[INPUT DATA start]
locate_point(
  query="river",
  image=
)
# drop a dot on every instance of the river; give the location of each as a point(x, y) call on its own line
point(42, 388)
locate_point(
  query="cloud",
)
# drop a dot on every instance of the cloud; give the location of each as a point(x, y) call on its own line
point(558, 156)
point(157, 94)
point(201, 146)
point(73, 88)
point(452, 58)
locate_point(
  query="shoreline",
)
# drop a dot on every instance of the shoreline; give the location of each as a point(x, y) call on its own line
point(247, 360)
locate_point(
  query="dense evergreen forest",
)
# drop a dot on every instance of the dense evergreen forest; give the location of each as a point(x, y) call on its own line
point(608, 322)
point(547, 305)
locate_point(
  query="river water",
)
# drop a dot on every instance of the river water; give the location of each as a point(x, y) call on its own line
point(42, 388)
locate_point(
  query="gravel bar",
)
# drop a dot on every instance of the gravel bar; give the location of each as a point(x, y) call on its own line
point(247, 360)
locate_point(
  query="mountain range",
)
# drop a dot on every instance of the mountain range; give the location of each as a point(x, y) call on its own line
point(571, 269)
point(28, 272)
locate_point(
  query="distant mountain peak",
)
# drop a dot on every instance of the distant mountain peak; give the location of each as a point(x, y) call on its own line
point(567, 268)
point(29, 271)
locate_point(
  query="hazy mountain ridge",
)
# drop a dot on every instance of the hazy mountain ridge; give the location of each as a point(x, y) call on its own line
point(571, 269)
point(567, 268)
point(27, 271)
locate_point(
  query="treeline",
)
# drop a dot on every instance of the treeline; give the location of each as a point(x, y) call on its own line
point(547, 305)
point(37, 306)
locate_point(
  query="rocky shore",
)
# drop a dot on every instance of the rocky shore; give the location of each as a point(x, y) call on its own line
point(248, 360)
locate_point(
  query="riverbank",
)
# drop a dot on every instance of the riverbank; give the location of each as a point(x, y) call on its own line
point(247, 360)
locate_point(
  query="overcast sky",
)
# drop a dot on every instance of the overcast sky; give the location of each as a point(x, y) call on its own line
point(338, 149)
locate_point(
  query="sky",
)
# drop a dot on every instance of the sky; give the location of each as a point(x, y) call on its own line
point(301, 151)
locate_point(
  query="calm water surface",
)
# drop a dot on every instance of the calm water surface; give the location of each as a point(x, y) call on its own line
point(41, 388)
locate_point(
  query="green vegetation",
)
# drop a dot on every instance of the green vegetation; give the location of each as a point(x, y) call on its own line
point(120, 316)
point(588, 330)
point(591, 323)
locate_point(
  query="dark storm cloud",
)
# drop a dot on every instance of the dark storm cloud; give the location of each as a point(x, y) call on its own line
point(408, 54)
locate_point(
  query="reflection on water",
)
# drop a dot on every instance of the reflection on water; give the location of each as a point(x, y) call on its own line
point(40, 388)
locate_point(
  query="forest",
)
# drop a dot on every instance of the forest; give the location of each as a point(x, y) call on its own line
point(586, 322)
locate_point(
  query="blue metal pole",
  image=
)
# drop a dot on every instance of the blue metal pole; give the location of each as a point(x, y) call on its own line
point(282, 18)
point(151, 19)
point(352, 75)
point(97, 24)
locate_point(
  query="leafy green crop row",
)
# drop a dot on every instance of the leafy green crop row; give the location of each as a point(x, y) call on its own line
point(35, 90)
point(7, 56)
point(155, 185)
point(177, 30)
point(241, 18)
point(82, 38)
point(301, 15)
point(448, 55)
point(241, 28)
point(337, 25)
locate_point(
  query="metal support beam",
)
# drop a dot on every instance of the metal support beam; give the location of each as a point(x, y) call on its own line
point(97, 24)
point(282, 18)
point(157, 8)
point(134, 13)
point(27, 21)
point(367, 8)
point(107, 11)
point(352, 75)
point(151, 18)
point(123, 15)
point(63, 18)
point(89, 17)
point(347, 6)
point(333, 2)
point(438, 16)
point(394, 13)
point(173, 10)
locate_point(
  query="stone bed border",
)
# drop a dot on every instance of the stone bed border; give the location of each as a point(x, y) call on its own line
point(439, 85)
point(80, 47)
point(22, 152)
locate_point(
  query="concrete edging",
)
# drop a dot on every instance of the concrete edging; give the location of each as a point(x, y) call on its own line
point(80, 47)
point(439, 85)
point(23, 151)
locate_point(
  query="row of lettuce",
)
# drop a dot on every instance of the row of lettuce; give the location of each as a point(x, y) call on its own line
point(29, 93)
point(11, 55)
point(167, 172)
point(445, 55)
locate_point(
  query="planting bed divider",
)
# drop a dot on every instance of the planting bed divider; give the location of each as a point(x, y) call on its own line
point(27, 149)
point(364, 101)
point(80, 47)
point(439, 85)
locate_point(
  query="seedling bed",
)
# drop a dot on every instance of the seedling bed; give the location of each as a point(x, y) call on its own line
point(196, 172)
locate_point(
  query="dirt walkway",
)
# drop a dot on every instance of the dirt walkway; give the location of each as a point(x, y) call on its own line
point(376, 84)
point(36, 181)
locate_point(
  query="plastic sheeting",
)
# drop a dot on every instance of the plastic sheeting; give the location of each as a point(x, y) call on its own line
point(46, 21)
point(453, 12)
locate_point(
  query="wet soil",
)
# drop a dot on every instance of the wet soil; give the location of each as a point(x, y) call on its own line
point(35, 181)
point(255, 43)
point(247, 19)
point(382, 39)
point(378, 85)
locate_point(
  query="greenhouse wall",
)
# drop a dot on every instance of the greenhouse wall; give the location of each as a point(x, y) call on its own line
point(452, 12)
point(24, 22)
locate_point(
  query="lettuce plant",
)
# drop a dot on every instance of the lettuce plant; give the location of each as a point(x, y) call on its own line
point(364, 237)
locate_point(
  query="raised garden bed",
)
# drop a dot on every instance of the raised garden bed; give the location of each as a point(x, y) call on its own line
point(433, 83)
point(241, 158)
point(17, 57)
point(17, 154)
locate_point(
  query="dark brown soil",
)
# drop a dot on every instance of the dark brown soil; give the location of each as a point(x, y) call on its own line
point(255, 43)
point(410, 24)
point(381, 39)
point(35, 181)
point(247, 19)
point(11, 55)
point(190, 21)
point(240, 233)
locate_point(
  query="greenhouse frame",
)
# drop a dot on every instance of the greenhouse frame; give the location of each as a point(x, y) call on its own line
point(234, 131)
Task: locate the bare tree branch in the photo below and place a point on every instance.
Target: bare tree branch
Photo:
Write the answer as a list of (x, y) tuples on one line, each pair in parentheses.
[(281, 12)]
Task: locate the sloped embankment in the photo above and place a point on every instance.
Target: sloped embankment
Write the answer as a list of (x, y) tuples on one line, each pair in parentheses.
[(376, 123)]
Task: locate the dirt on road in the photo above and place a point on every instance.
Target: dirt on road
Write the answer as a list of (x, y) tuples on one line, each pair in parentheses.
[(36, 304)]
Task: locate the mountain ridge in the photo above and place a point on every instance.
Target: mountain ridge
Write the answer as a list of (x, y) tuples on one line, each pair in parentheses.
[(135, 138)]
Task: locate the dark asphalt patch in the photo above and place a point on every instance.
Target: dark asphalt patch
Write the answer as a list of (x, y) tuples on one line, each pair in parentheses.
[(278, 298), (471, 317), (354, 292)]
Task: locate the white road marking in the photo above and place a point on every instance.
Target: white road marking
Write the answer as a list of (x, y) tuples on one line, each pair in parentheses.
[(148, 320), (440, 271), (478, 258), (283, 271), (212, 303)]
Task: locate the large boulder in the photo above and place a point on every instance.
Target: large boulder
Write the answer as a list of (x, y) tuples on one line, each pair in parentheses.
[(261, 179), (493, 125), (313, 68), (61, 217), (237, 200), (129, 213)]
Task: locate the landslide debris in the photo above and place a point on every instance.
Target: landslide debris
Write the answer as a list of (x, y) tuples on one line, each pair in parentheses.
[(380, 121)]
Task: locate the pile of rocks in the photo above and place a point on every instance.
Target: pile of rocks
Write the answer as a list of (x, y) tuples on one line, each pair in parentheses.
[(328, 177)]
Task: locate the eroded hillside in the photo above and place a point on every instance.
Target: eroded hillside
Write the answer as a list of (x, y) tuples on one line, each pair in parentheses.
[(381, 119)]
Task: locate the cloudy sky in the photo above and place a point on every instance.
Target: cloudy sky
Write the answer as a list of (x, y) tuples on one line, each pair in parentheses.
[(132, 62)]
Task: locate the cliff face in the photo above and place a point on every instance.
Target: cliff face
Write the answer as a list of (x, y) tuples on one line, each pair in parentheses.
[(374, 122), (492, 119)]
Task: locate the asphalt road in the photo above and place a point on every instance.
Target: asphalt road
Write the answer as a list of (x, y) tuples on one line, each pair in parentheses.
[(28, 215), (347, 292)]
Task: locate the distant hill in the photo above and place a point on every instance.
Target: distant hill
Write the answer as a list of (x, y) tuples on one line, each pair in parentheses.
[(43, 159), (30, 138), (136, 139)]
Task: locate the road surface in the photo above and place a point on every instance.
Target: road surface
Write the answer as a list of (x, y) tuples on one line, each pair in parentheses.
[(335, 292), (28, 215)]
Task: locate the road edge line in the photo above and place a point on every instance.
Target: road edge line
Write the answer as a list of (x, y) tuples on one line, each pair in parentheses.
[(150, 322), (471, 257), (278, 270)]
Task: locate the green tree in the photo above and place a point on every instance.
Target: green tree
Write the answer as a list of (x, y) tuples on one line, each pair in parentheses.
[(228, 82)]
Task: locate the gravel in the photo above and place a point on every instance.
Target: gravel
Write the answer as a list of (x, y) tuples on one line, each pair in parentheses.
[INPUT DATA end]
TASK TO CARRY OUT:
Extract the lines of the records word for word, starting with the line that contains "Task: locate the bare" and ending after the line that contains "[(376, 123)]".

WRITTEN ANSWER:
Task: locate the bare tree branch in the photo below and place a point on every instance.
Target: bare tree branch
Photo:
Write the answer as a list of (x, y) tuples on one line, each pair in parentheses.
[(281, 12)]
Task: locate the sloped embankment in the photo above and place a point on every instance.
Target: sloped embankment
Write the answer as a list of (x, y) tuples on one line, each pair in parentheses.
[(376, 123)]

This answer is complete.